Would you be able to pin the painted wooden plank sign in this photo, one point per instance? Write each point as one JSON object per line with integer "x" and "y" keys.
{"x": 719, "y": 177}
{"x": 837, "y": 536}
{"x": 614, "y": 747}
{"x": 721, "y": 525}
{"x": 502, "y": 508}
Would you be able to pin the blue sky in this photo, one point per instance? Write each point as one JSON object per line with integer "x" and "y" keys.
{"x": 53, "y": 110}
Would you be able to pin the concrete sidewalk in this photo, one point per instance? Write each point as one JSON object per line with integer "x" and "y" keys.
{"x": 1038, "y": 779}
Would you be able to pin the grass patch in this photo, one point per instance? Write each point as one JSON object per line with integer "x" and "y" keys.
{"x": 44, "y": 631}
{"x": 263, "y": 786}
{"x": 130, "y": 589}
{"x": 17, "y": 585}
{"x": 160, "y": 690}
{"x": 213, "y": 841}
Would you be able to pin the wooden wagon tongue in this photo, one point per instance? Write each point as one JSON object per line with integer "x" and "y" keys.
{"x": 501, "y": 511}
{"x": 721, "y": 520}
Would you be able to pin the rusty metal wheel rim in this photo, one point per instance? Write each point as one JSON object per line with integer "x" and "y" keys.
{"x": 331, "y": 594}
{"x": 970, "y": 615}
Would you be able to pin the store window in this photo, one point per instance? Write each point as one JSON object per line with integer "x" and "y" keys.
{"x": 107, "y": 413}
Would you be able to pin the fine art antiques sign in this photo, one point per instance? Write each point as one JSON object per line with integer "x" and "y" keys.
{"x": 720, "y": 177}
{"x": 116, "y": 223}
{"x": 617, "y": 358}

- Aim of the exercise
Exact retyping of all the entries is required.

- Task response
Would you be able to pin the painted wooden plank sign in this photo, one point per instance? Write each point as one JSON object per line with integer "x" and "y" keys.
{"x": 719, "y": 177}
{"x": 837, "y": 536}
{"x": 614, "y": 747}
{"x": 721, "y": 525}
{"x": 502, "y": 508}
Would you be able to pin the blue sky in this photo, one point per instance? Write each point as one JSON object per line with integer "x" and "y" keys.
{"x": 53, "y": 110}
Would you be able to pin the concrete sidewalk in this photo, one point per instance? Write each point as one JSON object per line with integer "x" and "y" keys.
{"x": 1038, "y": 779}
Would you be able to pin the grass patch in this photo, one point per instance? Write each point as one JSON object per line with integer "x" and "y" keys.
{"x": 44, "y": 631}
{"x": 263, "y": 786}
{"x": 130, "y": 589}
{"x": 17, "y": 585}
{"x": 160, "y": 690}
{"x": 213, "y": 841}
Would you be able to pin the wooden wagon tongue in this photo, one point per instance? Write each point as one JSON object per line with integer "x" and "y" keys.
{"x": 501, "y": 511}
{"x": 721, "y": 520}
Would you be able to pin the rusty metal wheel rim in this photo, one point per instance? Write each point as one JSON object per line with integer "x" and "y" keys.
{"x": 331, "y": 594}
{"x": 970, "y": 615}
Would you be able to pin the store window in this photo, one point per instance? Write each point as one JSON object per line with integer "x" and "y" keys.
{"x": 107, "y": 413}
Would you be able to pin the fine art antiques sign in this photo, one point per instance? Write each point as one JSON object per line with integer "x" and "y" keys.
{"x": 720, "y": 177}
{"x": 116, "y": 223}
{"x": 617, "y": 358}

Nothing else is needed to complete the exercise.